• **ANWEISUNG 1**
Welche drei Weltmeister schieden laut dem Artikel über die Nationalelf vier Jahre nach ihrem Titel bereits in der Vorrunde aus?
• **ANWEISUNG 2**
Ermitteln Sie, in wie vielen Zeilen der Auflistung die Zeichenfolge „taillight“ vorkommt. Nennen Sie nur die Zahl.

• **TEXTAUSSCHNITT**

Schwäbische Zeitung (Tettnang)

Die Säulen bröckeln

Acht Weltmeiste­r von 2014 spielten gegen Mexiko – hat Joachim Löw es verpasst, einen Schnitt zu machen?

- Von Patrick Strasser

MOSKAU - Sie waren auf dem Höhepunkt ihrer Karrieren, hatten den Gipfel erklommen. Vor vier Jahren in Rio de Janeiro wurde die deutsche Nationalel­f um Kapitän Philipp Lahm Weltmeiste­r. Lahm setzte sich ab, trat wie Miroslav Klose und Per Mertesacke­r zurück. Ein großer Teil der 2014 erfolgreic­hen Seilschaft scheint nun in Russland auf dem Rückweg ins Tal zu sein. Beim Abstieg.

Auf dem Gipfel ist die Luft besonders dünn. Wer dort den WM-Pokal bekommt, kämpft ab diesem glorreiche­n Moment gegen einen Fluch an.

Drei der letzten vier Weltmeiste­r sind vier Jahre später bereits in der Vorrunde ausgeschie­den. Frankreich 2002 (mit zehn Champions beim Auftakt in der Startelf), Italien 2010 (mit sechs Titelverte­idigern) und Spanien 2014 (mit acht Weltmeiste­rn) blamierten sich beim Versuch, den schneidige­n Winden, die ganz oben wehen, zu trotzen.

• **VERFÜGBARE AUFLISTUNG**
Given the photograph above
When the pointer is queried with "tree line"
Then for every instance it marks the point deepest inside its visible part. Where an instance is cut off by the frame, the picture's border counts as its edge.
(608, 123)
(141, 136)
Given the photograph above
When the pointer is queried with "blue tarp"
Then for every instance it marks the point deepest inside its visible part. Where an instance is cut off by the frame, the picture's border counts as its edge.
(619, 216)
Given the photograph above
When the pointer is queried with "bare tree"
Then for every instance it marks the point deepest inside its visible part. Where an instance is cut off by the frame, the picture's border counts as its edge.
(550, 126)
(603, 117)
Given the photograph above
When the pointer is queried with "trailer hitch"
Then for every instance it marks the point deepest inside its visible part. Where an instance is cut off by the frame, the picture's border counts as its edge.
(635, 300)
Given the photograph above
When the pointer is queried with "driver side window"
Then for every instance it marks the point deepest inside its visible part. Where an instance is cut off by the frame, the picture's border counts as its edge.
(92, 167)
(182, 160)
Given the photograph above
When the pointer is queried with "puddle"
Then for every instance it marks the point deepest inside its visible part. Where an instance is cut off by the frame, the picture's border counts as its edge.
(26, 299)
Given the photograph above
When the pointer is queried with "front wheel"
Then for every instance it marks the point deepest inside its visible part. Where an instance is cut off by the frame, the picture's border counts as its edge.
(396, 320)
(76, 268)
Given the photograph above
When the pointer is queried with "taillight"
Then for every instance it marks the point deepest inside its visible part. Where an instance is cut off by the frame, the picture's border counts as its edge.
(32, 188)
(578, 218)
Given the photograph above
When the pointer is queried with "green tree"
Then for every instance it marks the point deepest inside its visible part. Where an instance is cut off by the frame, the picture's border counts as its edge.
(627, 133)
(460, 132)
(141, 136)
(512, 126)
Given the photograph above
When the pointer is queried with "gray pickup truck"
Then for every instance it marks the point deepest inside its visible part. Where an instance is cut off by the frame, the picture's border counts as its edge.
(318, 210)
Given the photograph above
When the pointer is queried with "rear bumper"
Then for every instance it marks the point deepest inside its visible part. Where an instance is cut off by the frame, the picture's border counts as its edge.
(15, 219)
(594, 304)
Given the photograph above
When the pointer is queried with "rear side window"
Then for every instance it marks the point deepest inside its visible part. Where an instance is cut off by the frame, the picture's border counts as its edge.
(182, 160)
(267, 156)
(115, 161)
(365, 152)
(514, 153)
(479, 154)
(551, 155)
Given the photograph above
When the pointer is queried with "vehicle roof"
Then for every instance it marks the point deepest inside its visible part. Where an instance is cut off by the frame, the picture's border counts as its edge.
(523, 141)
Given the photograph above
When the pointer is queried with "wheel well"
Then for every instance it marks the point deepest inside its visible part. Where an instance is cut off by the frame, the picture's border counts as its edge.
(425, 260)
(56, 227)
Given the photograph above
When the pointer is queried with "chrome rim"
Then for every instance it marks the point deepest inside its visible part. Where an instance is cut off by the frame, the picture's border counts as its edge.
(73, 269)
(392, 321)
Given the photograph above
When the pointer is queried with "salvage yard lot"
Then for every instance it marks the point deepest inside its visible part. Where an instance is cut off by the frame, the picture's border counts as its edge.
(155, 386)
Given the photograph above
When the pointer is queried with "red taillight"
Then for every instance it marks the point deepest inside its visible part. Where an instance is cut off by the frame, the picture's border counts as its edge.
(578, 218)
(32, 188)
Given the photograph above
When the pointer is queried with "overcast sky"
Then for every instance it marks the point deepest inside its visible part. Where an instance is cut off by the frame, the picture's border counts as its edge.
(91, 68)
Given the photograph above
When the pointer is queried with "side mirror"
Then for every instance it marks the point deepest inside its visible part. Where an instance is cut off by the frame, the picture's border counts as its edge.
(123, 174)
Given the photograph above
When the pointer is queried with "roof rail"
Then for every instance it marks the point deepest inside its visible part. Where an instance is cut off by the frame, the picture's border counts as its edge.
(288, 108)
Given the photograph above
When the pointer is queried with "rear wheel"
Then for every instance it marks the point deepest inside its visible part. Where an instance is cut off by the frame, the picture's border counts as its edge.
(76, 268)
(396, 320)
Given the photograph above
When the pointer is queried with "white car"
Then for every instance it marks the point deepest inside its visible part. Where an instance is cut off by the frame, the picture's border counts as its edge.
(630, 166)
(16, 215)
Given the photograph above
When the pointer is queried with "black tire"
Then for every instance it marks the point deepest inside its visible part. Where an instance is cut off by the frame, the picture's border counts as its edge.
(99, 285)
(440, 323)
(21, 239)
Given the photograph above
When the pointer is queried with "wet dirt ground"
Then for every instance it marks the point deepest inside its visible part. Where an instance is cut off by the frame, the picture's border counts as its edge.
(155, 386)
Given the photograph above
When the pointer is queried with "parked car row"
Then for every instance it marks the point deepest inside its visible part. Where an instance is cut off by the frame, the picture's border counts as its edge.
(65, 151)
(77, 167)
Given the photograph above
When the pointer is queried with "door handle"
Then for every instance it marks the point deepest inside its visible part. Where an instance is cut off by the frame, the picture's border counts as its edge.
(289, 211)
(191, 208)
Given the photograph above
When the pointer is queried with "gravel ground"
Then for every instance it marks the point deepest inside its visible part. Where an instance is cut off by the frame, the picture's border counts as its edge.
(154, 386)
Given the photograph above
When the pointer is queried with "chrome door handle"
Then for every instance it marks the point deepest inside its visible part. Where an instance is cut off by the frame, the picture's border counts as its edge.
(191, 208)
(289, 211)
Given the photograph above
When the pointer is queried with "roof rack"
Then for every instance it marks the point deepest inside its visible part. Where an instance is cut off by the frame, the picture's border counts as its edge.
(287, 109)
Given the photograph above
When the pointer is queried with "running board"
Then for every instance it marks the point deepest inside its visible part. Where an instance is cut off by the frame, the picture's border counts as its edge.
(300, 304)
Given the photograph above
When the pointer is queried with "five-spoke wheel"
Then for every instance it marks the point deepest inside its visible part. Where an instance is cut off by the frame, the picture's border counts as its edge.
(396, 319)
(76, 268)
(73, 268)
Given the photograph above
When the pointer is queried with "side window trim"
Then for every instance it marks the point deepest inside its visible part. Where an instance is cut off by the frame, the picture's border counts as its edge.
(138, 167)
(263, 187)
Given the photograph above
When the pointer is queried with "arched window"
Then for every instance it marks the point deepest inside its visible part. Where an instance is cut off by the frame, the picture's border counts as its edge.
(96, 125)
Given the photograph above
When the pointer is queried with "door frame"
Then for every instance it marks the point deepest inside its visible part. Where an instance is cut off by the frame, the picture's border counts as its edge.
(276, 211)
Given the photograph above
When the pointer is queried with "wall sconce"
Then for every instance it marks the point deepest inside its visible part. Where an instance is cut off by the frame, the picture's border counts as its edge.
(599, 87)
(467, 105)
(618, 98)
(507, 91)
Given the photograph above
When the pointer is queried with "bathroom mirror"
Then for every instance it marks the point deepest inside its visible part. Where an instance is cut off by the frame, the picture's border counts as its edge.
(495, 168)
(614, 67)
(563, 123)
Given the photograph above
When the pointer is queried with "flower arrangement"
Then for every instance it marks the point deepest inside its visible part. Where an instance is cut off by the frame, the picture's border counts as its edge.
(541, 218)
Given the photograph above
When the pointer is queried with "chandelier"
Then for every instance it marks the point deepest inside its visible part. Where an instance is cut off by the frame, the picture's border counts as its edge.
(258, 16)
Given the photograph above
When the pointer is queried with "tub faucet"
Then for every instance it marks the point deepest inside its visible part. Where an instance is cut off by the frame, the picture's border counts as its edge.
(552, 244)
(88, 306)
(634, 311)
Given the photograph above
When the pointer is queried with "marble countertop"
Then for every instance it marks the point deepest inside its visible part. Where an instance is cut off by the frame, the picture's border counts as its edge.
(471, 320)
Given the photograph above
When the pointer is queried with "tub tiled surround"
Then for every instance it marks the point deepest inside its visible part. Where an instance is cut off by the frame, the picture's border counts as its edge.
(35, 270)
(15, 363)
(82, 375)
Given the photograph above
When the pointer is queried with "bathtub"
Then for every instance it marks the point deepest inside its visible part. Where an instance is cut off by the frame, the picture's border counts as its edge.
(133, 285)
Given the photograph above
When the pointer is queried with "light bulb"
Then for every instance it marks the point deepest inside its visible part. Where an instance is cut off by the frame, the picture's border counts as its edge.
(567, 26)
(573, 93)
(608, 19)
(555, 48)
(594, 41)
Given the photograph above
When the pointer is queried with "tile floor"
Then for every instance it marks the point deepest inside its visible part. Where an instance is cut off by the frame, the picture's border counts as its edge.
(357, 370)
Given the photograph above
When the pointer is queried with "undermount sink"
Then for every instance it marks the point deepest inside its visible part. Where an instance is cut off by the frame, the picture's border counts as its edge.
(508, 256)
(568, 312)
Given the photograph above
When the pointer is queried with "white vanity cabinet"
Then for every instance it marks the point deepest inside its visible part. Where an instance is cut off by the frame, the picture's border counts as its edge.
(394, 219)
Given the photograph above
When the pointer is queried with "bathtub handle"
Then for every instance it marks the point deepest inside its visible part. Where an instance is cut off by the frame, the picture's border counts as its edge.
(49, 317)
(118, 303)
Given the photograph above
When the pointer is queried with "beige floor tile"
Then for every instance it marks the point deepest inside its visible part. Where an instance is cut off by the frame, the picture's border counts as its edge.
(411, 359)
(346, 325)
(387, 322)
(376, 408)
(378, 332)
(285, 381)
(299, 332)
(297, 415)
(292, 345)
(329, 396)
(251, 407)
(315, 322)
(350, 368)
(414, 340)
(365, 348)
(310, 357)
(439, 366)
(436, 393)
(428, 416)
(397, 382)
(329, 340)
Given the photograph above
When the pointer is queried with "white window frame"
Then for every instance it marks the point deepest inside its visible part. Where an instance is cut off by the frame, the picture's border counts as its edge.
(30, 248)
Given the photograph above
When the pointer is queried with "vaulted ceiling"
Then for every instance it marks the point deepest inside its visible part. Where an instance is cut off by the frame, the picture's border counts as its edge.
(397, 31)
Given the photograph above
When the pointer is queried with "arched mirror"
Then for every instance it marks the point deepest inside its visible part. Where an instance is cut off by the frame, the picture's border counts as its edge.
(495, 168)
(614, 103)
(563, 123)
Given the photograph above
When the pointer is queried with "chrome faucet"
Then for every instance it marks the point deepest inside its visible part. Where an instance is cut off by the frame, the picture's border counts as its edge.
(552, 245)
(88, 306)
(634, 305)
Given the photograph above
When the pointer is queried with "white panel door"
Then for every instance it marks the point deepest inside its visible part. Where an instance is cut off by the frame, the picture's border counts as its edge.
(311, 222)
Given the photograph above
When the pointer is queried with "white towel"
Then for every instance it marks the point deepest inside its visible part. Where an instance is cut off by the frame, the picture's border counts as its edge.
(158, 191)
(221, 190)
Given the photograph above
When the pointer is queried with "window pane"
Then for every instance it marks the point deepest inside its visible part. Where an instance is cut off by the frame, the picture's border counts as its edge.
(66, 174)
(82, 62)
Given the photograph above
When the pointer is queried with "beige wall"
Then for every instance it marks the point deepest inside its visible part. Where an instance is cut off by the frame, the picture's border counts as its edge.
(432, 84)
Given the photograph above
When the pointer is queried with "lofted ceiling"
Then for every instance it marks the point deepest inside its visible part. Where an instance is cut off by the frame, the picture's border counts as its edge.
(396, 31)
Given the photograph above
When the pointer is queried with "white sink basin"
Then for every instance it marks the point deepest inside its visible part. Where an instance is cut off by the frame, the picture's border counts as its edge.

• **LÖSUNG 1**
Frankreich 2002, Italien 2010 und Spanien 2014.

• **LÖSUNG 2**
2